- Excerpt provided -

The offensive catalyst of the great Cincinnati Reds teams of the 1970s, Joe Morgan was one of the finest all-around players of his generation. The diminutive second baseman possessed a keen batting eye and surprising power for a man his size, and also was an outstanding fielder and an exceptional baserunner. Morgan's rare combination of skills enabled him to capture consecutive MVP trophies during the mid-1970s, and earned him general recognition as one of the greatest second sackers in baseball history.
Born in Bonham, Texas on September 19, 1943, Joe Leonard Morgan was raised in Oakland, California after his family moved to that city when he was still just a young boy. After attending Castlemont High School in Oakland, Morgan signed an amateur free agent contract with the expansion Houston Colt .45's of the National League in 1962. He made his major league debut with the team a little over a year later, just two days after celebrating his 20th birthday. Morgan appeared in only eight games with Houston, accumulating six hits in 25 official at-bats, for a .240 batting average. The lefthanded-hitting second baseman made another brief appearance with the team the following season, struggling terribly at the plate by posting a .189 batting average in 37 official plate appearances. Veteran second baseman Nellie Fox, who was nearing the end of his career with Houston at the time, observed the manner in which Morgan appeared to be out of sync in the batter's box. Noting that his intended successor tended to keep his back elbow too low, Fox suggested to Morgan that he flap his back arm like a chicken to keep his elbow up while he was at the plate. The youngster took his advice, employing that particular technique the remainder of his career.

- Dataset extract -
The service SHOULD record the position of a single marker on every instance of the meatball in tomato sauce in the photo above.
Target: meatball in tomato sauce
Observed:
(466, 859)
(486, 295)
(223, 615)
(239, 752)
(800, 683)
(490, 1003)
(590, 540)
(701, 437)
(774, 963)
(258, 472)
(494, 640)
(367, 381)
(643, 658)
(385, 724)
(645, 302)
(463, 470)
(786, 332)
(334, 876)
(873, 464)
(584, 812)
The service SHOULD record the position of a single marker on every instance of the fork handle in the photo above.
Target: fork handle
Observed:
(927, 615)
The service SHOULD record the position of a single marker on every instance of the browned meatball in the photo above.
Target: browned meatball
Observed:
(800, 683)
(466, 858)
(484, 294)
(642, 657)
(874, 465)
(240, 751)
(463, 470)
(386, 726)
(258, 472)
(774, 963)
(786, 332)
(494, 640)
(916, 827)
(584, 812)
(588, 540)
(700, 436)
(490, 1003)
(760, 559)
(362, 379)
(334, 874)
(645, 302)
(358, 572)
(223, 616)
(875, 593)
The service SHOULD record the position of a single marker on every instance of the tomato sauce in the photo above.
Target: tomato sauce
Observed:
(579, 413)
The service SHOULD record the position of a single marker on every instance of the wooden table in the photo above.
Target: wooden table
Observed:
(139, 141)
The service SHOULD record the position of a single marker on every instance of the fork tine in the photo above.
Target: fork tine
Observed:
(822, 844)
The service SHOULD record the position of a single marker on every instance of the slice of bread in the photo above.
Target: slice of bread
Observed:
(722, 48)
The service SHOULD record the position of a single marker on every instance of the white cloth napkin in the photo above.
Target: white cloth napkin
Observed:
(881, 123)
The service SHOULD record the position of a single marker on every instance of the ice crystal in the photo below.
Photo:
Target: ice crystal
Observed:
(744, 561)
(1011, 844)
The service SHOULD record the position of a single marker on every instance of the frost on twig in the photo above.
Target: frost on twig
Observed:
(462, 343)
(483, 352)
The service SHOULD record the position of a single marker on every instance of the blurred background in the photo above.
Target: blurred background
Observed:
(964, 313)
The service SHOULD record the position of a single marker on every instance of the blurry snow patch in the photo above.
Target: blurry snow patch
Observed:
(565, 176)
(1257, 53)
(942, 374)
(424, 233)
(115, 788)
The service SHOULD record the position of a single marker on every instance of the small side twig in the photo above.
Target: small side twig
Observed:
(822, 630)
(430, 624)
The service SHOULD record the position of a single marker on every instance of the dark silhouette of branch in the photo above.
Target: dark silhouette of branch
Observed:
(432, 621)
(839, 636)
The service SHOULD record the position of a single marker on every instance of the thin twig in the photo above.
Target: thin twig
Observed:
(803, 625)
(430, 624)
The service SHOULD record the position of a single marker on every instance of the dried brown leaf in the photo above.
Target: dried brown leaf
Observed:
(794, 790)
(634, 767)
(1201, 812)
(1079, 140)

- To do -
**A.** Revise the listing from the line containing "napkin in the photo above." through the end of the listing, replacing "Observed" with "Located" and leaving everything else unchanged.
**B.** Write what comes next in the Joe Morgan biography, picking up after its final sentence.

- Results -
**A.**
The service SHOULD record the position of a single marker on every instance of the white cloth napkin in the photo above.
Target: white cloth napkin
Located:
(881, 123)
The service SHOULD record the position of a single marker on every instance of the ice crystal in the photo below.
Photo:
Target: ice crystal
Located:
(744, 561)
(1011, 844)
The service SHOULD record the position of a single marker on every instance of the frost on twig in the photo above.
Target: frost on twig
Located:
(462, 343)
(483, 352)
The service SHOULD record the position of a single marker on every instance of the blurred background in the photo above.
Target: blurred background
Located:
(964, 313)
The service SHOULD record the position of a single marker on every instance of the blurry snow patch in the photo above.
Target: blurry snow patch
Located:
(565, 176)
(1257, 53)
(942, 374)
(424, 233)
(115, 788)
The service SHOULD record the position of a single marker on every instance of the small side twig in the photo above.
Target: small side twig
Located:
(822, 630)
(430, 624)
The service SHOULD record the position of a single marker on every instance of the dark silhouette of branch in the photo above.
Target: dark silhouette of branch
Located:
(432, 621)
(839, 636)
The service SHOULD record the position of a single marker on every instance of the thin twig in the photo above.
Target: thin twig
Located:
(803, 625)
(430, 624)
The service SHOULD record the position of a single marker on every instance of the dried brown leaf in the photo above.
Target: dried brown leaf
Located:
(794, 790)
(634, 767)
(1201, 812)
(1079, 140)

**B.**
Morgan became Houston's starting second baseman in 1965, and he remained in that role long after the Colt .45's moved into the Astrodome and changed their name to the Astros. Implementing his new batting style, Morgan batted .271 in his first full season. He also hit 14 home runs, scored 100 runs, and led the National League with 97 bases on balls. The second sacker also performed quite well in each of the next two seasons, compiling batting averages of .285 and .275, and finishing among the league leaders in walks and on-base percentage both years.
After missing virtually all of the 1968 season with an injury, Morgan took a step backwards when he returned to the team the following year. Although the second baseman hit 15 home runs, scored 94 runs, stole 49 bases, and walked 110 times, he batted only .236 and saw his strikeout total increase from 51 to 74. Morgan was more effective in 1970, though, raising his batting average more than 30 points to .268, finishing among the league leaders with 102 runs scored, 102 walks, and 42 stolen bases, and making the National League All-Star Team for the first time. Morgan had another solid season in 1971, but he was subsequently traded to Cincinnati at the end of the year in a blockbuster deal that also sent centerfielder Cesar Geronimo and third baseman Denis Menke to the Reds. Houston, in turn, received slugging first baseman Lee May and All-Star second sacker Tommy Helms.
On the surface, it was difficult to determine at the time which team benefited more from the transaction. The Astros acquired one of the National League's top sluggers in May, and they also got a very solid second baseman in Helms. But the deal turned out to
be a steal for Cincinnati. After capturing the pennant in 1970, the Reds finished well out
of contention in the N.L. West the following year. The team's offense was predicated largely on the slugging abilities of players such as May, Johnny Bench, and Tony Perez. However, Cincinnati management felt a need to complement its long ball threats with a smart and aggressive baserunner such as Morgan. The acquisition of the second baseman turned out to be one of the shrewdest moves the organization ever made. Not only did Morgan provide the team with exceptional offense and baserunning at the top of its lineup, but he gave the Reds leadership in the infield and outstanding defense up the middle. Furthermore, Geronimo gave them a very solid defensive centerfielder, and Menke enabled them to shift third baseman Perez back to his more natural position of first base. With all the pieces in place, Cincinnati became the National League's dominant team for the next several seasons.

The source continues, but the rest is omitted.